[Stored data Boundary: Start]

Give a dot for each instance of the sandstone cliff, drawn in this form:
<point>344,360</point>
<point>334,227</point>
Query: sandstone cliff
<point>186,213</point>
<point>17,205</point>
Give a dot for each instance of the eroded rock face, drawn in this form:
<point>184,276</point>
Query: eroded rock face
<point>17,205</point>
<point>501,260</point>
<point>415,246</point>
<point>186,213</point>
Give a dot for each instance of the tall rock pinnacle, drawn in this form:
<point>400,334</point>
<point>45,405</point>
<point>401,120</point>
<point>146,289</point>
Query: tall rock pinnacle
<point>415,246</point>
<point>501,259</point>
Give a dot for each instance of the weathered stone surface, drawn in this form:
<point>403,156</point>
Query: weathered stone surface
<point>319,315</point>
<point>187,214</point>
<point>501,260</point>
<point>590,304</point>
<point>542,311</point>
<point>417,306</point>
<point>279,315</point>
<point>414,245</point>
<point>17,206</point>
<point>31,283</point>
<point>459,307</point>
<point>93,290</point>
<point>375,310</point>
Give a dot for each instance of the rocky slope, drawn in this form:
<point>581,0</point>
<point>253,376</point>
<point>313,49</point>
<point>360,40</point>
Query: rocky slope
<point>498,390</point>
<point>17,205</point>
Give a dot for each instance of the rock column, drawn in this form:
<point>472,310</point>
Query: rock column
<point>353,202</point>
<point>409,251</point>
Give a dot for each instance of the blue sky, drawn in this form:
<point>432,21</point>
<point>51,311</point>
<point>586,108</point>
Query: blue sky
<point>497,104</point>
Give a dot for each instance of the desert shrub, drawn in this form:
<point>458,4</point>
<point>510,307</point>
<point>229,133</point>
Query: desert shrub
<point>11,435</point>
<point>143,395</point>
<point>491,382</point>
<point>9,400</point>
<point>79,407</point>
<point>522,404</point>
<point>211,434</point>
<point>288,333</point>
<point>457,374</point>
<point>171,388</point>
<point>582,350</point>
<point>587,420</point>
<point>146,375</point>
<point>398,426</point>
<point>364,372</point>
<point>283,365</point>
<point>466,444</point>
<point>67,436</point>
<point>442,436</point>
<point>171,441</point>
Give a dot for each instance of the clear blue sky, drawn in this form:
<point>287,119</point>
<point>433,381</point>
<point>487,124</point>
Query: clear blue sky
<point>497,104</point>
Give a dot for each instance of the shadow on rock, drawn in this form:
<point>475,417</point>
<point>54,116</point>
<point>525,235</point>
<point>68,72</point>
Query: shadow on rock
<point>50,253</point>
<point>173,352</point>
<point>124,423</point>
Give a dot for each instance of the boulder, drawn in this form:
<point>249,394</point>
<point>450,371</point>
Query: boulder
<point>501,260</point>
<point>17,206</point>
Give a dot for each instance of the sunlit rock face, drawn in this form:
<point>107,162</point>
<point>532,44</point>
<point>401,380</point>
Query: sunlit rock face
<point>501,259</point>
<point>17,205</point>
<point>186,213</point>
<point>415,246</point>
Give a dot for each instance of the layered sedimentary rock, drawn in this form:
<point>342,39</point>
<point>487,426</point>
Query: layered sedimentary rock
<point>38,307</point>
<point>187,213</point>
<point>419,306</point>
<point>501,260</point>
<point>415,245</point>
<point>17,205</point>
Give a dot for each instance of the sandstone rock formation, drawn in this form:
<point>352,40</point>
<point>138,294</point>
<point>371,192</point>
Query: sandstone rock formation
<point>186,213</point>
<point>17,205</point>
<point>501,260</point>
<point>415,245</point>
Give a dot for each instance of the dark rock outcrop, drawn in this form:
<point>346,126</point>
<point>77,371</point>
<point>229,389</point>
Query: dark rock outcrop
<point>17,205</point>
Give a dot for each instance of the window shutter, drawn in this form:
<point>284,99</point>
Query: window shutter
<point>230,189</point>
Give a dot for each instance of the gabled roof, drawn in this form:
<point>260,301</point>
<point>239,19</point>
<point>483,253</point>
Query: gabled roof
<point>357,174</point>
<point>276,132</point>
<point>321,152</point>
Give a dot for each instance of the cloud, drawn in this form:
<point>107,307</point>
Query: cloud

[Stored data Boundary: End]

■ **What the task requires**: Line by line, the data should be returned exactly as written.

■ **Output for this exercise**:
Give a dot for each instance of the sandstone cliff, drawn in this form:
<point>344,360</point>
<point>334,227</point>
Query: sandstone cliff
<point>186,213</point>
<point>17,205</point>
Give a dot for each instance of the eroded rock face, drawn in this form:
<point>184,276</point>
Query: eroded rock face
<point>17,205</point>
<point>501,260</point>
<point>415,246</point>
<point>186,213</point>
Give a dot for each instance of the tall rock pinnacle, drawn in this form:
<point>400,334</point>
<point>45,405</point>
<point>401,120</point>
<point>146,289</point>
Query: tall rock pinnacle
<point>415,246</point>
<point>501,259</point>
Give a dot for each instance of the weathered stone surface, drawn in this form:
<point>403,156</point>
Query: weathered stone surface
<point>319,315</point>
<point>187,214</point>
<point>501,260</point>
<point>590,304</point>
<point>542,311</point>
<point>417,306</point>
<point>279,315</point>
<point>414,245</point>
<point>17,206</point>
<point>31,283</point>
<point>459,307</point>
<point>93,290</point>
<point>375,310</point>
Give a dot for each instance of the rocky slope, drawn in this form:
<point>581,0</point>
<point>253,376</point>
<point>313,49</point>
<point>360,40</point>
Query: rocky slope
<point>498,390</point>
<point>17,205</point>
Give a dot for each instance of the rock column, drawn in this form:
<point>472,310</point>
Query: rock column
<point>353,202</point>
<point>409,251</point>
Give a dot for each instance of the blue sky, drawn in this form:
<point>432,21</point>
<point>51,311</point>
<point>586,108</point>
Query: blue sky
<point>497,104</point>
Give a dot for each instance of the desert shrub, drawn in this form:
<point>458,4</point>
<point>510,307</point>
<point>229,133</point>
Query: desert shrub
<point>11,435</point>
<point>143,395</point>
<point>491,382</point>
<point>9,400</point>
<point>79,407</point>
<point>522,404</point>
<point>211,434</point>
<point>288,333</point>
<point>457,374</point>
<point>171,388</point>
<point>582,350</point>
<point>587,420</point>
<point>146,375</point>
<point>398,426</point>
<point>364,372</point>
<point>283,365</point>
<point>466,444</point>
<point>67,436</point>
<point>442,436</point>
<point>171,441</point>
Give a dot for each instance of the clear blue sky, drawn in this form:
<point>287,119</point>
<point>433,381</point>
<point>487,124</point>
Query: clear blue sky
<point>497,104</point>
Give a dot for each instance of the shadow on rock, drawn in this form:
<point>475,417</point>
<point>54,116</point>
<point>525,235</point>
<point>68,72</point>
Query: shadow on rock
<point>50,253</point>
<point>173,352</point>
<point>124,423</point>
Give a dot for each instance of the boulder, drawn in this form:
<point>249,394</point>
<point>450,371</point>
Query: boulder
<point>501,260</point>
<point>17,206</point>
Give a dot for each instance of the sunlit rock face, drawn in this form:
<point>107,162</point>
<point>532,44</point>
<point>401,380</point>
Query: sunlit rock face
<point>501,259</point>
<point>17,205</point>
<point>186,213</point>
<point>415,246</point>
Give a dot for each instance of the layered sedimentary rock, drawn in this form:
<point>342,39</point>
<point>487,426</point>
Query: layered sedimentary rock
<point>38,307</point>
<point>187,213</point>
<point>419,306</point>
<point>501,260</point>
<point>415,245</point>
<point>17,205</point>
Give a dot for each instance of the sandstone rock formation, drawn in this form:
<point>352,40</point>
<point>138,294</point>
<point>371,192</point>
Query: sandstone rock formation
<point>186,213</point>
<point>17,205</point>
<point>501,260</point>
<point>415,245</point>
Give a dot for each instance of the dark rock outcrop, drawn in this form:
<point>346,126</point>
<point>77,371</point>
<point>229,389</point>
Query: dark rock outcrop
<point>17,205</point>
Give a dot for each instance of the window shutter, drawn in this form:
<point>284,99</point>
Query: window shutter
<point>230,189</point>
Give a dot for each instance of the gabled roof, drawn in this form:
<point>260,301</point>
<point>239,19</point>
<point>483,253</point>
Query: gabled roof
<point>357,174</point>
<point>276,132</point>
<point>321,152</point>
Give a dot for each instance of the cloud, drawn in this form:
<point>107,307</point>
Query: cloud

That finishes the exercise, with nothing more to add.